Exercise passage:
Cawaki and her staff also have a mobile service, visiting communities and even business houses to provide sexual and reproductive health services for those who may not be able to come to the centre.
One of the recent activities the United Nations Population Fund (UNFPA) Pacific Sub-Regional Office has been involved in is the upskilling of nurses in health facilities outside Suva in reproductive health-related issues including family planning services, working with the Ministry of Health.
The nurses' training allows them to insert or remove jadelle for example, a procedure which only doctors were authorised to carry out. Nurses were also trained to provide related counselling and the provision of other contraceptives.
National reproductive health officer Abdul Hussain confirmed 60 nurses have been trained in this area so far, 15 per divisions. He said the training now ensured access to this reproductive health services at the nursing station levels - nursing stations are manned entirely by nurses. Also with the ministry, UNFPA is supporting the establishment of a similar wellness centre in Lautoka.
"The training has also encouraged a shift in the belief that family planning was just for married couples," Hussain says. "Young single people who are sexually active can access methods of their choice with appropriate counselling and confidentiality is assured for all clients regardless of their status.
A recently released global report by UNFPA and the Guttmacher Institute found across all regions in the world, the greatest burden of ill-health among women and infants was concentrated in places where health systems were weak and services unavailable or inadequate.
The report titled Adding it Up: the costs and benefits of investing in sexual and reproduce health 2014 estimates that sexual and reproductive health services fall well short of needs in developing regions. An estimated 225 million women who want to avoid pregnancy are not using an effective contraceptive method. The sheer volume of population growth has meant the increasing uptake of contraceptives has not made much difference to 2008 Adding it Up figures.
"Investing in sexual and reproductive health is critical for saving lives and reducing ill-heath among women and children. We must ensure their internationally-recognised right to good health is a lived experience," UNFPA Pacific director and representative Dr Laurent Zessler.

Required work: Carry on the passage on reproductive health services from the point where it stops. The data that comes next is drawn from a separate source and has no connection to the passage on reproductive health services.

Material provided:
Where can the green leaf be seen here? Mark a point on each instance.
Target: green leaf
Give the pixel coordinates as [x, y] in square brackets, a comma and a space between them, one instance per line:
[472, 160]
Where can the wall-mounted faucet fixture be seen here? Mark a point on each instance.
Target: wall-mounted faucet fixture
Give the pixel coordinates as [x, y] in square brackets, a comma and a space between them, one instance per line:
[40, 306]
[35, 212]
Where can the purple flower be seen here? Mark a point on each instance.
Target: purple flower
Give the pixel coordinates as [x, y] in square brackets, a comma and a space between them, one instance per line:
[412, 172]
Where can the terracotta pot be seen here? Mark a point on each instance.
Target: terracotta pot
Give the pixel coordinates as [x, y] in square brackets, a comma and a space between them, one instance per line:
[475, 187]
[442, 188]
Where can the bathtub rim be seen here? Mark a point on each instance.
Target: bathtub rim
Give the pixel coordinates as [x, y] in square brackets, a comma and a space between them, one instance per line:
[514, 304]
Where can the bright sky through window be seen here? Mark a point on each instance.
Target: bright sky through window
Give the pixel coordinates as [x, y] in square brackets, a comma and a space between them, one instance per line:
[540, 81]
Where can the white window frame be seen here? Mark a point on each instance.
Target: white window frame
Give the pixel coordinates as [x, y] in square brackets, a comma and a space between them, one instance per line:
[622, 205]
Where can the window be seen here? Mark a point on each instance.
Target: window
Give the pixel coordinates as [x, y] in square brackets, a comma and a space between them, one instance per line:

Answer space:
The report says if all women who wanted effective contraceptives were able to access it and if all pregnant women and infants received health care of World Health Organisation standards:
* unintended pregnancies would drop by 70 per cent from 74 million to 22 million per year; maternal health would drop by 67 per cent from 290,000 to 96,000;
* new-born deaths would drop by 77 per cent from 2.9 million to 660,000; the burden of disability related to pregnancy and delivery experienced by women and newborns would drop by two thirds; and
* transmission of HIV from mothers to newborns would be nearly eliminated with an estimated 93 per cent reduction to 9000 cases per year.
Today, of the 125 million women in developing countries who give birth every year:
* 54 million do not receive adequate antenatal care;
* 43 million do not deliver in a health facility;
* 21 million women and 33 million newborns do not receive care for medical complications; and
* 550,000 pregnant women living with HIV do not receive treatment to prevent mother to child transmission of HIV.
For every additional dollar invested in contraceptive services alone, $1.47 is saved in maternal and newborn health care.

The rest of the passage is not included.